- What is being asked:
Look for the string "airplane" in the listing below, then copy every line that has it.

--- Provided material ---

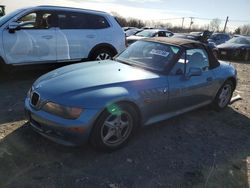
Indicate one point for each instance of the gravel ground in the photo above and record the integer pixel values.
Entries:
(203, 148)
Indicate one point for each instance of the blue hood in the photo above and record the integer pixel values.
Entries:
(88, 76)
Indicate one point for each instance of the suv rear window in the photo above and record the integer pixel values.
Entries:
(73, 20)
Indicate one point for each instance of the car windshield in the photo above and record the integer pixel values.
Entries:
(146, 33)
(150, 55)
(240, 40)
(7, 17)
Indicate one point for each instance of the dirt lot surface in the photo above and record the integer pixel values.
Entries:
(203, 148)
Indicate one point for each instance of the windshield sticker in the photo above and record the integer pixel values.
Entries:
(159, 52)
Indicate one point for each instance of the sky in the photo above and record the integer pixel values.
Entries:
(171, 11)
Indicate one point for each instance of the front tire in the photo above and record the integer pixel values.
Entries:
(224, 95)
(114, 127)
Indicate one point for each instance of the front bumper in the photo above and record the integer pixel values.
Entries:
(60, 130)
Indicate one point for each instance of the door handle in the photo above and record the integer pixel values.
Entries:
(47, 37)
(90, 36)
(209, 79)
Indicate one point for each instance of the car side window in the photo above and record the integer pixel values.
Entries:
(196, 58)
(38, 20)
(28, 21)
(75, 20)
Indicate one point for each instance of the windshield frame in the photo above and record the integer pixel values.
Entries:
(149, 31)
(167, 66)
(235, 40)
(8, 17)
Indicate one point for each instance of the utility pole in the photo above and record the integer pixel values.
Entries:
(191, 22)
(2, 10)
(182, 22)
(224, 30)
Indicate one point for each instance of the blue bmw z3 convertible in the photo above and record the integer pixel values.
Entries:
(105, 101)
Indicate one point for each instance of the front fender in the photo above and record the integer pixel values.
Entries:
(98, 98)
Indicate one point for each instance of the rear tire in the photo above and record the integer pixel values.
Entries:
(114, 127)
(224, 95)
(102, 54)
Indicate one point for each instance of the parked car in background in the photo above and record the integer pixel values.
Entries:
(51, 34)
(235, 48)
(148, 33)
(199, 36)
(106, 101)
(219, 38)
(132, 31)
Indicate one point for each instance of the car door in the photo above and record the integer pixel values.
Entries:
(75, 36)
(33, 40)
(188, 91)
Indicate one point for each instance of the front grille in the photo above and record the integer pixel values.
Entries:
(35, 98)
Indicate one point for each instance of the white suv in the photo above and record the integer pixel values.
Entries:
(49, 34)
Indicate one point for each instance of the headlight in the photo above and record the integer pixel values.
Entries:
(62, 111)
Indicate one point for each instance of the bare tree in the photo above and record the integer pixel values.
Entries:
(215, 24)
(245, 29)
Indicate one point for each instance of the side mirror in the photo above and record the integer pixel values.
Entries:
(193, 71)
(13, 26)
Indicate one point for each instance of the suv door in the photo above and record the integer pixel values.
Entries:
(187, 91)
(33, 40)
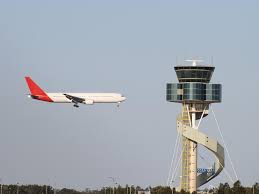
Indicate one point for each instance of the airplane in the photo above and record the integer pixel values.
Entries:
(66, 97)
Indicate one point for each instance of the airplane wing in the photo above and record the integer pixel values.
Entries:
(74, 98)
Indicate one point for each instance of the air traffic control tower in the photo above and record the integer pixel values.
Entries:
(195, 93)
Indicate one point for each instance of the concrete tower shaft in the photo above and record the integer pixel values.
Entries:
(195, 93)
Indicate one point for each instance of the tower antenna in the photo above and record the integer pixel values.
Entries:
(194, 61)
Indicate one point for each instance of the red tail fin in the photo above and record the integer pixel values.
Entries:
(34, 88)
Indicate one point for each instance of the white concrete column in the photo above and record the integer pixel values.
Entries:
(193, 157)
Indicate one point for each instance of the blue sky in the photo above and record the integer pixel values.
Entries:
(128, 47)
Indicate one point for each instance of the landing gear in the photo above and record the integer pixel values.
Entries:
(76, 105)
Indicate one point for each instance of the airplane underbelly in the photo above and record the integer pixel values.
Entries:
(60, 99)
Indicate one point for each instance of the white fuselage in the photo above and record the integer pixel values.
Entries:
(90, 98)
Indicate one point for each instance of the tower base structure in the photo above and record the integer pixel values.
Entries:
(195, 93)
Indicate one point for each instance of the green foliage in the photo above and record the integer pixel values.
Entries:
(225, 188)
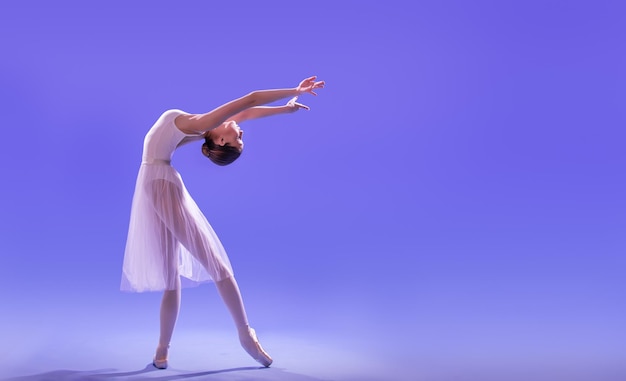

---

- Answer area:
Indicate one point for each instance of the airplane in the photo above and record the integer pixel values.
Indicate one point for each instance of the airplane wing in the photo above and record the integer pixel values.
Indicate one point for each instance of the airplane underbelly in the photo above and record the integer pixel values.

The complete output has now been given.